### TEXTO EXTRAÍDO
----------------

Esta actitud no genera debate sino desconcierto. No existe tampoco en la obra un discurso
que se oponga, por ejemplo, a la impresión que produce en el espectador ver a Shylock
volver de una fiesta de cristianos con el caftán raído y marcado con la estrella de
David. De modo que lo que podría ser un alerta frente a la discriminación, se reduce a
una divagación ociosa.
La puesta de Sturua exhibe un trabajo sobre el tiempo. No presenta en
ella una única experiencia referida al pasado, sino también una circunstancia actual. El
georgiano hace suyo, lo que se dice de Shakespeare: que sigue vigente porque en sus obras
no existe pasado ni futuro, sino un presente continuo, como sucede en la música. Por otro
lado, la ambigüedad tiñe toda la obra. Nadie es totalmente generoso o avaro, de modo que
la responsabilidad, si es que existe, es compartida. En este montaje, la fantasía es
parte constitutiva de la actuación, que se extiende incluso a la pantomima. Los
personajes dan saltitos, se regocijan, dicen amar y maquinan venganzas, todo a la manera
de una farsa posmoderna. Es la que practican, entre otros, la rica heredera Porcia y su
doncella Nerissa que, disfrazadas de abogado y escribano, defienden al endeudado Antonio.
Porcia es quien abate a Shylock y destruye su trato, recordándole además su condición
de extranjero y el delito que implica conspirar contra la vida de un ciudadano véneto.

----------------

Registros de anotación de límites

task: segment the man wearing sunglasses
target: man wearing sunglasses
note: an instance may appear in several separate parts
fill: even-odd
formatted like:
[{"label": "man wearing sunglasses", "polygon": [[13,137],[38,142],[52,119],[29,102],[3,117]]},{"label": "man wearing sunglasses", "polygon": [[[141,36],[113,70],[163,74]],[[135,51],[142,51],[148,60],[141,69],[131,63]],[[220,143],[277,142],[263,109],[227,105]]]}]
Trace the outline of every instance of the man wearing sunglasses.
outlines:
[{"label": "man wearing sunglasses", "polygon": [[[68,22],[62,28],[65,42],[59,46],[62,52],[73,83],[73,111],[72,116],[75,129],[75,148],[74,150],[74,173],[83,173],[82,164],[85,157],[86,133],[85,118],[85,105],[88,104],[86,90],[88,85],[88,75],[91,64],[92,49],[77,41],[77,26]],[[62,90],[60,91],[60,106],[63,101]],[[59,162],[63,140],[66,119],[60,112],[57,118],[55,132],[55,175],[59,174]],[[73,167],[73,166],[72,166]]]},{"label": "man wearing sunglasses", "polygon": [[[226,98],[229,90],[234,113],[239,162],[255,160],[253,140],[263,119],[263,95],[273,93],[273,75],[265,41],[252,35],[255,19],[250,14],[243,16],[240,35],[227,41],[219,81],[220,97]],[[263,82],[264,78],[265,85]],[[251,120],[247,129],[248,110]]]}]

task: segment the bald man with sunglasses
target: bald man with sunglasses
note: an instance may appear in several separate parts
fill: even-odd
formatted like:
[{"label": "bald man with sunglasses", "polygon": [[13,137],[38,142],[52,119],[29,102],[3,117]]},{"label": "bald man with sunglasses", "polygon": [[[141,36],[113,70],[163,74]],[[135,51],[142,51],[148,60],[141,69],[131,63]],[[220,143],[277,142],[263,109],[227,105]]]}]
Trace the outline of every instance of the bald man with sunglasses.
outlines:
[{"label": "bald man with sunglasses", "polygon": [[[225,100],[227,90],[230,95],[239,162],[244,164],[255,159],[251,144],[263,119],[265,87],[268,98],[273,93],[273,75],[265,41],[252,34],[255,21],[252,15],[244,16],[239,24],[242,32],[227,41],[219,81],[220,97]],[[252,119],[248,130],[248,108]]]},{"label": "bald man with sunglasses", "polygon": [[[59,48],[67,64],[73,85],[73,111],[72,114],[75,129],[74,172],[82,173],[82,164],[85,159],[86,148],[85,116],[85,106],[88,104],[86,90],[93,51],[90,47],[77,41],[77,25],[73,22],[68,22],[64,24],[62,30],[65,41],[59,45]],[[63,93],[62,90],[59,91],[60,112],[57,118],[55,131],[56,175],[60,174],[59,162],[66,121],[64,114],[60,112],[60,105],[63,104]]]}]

----------------

### OBJETIVO DEL EJERCICIO
Continúa el texto sobre la puesta de Sturua a partir de su última oración.

### RESPUESTA ESPERADA
Aun cuando el tema central es el racismo, la puesta de Sturua mantiene
un clima extrañamente festivo y un sentimentalismo tan sobrio como amanerado. Resurge
también aquí el pedido de clemencia (¿por qué no después de un expolio?), esa caridad
que con sombrío sarcasmo Shakespeare retomó en Medida por medida. Si es cierto que la
cultura se cuenta a sí misma, esta obra --escrita entre 1595 y 1596--, coincidiendo con
una etapa de fuerte antisemitismo en Inglaterra, atraviesa épocas. La discriminación
queda formulada, pero esto no le bastará seguramente a un público sensibilizado tanto
por el antisemitismo como por otras formas de marginación. Fuera de esto, el montaje en
la Coronado cuenta con trabajos relevantes, comenzando por el vital de Roberto Carnaghi
(Shylock) y los ajustados de Ingrid Pelicori (Porcia) y Horacio Peña (Antonio). En otros
roles se destacan muy especialmente Horacio Roca (Bassanio), Rita Terranova (Nerissa),
Jean Pierre Reguerraz (creativo en sus tres roles), Elsa Berenguer (el Dux), Tony Lestingi
y Claudio Da Passano.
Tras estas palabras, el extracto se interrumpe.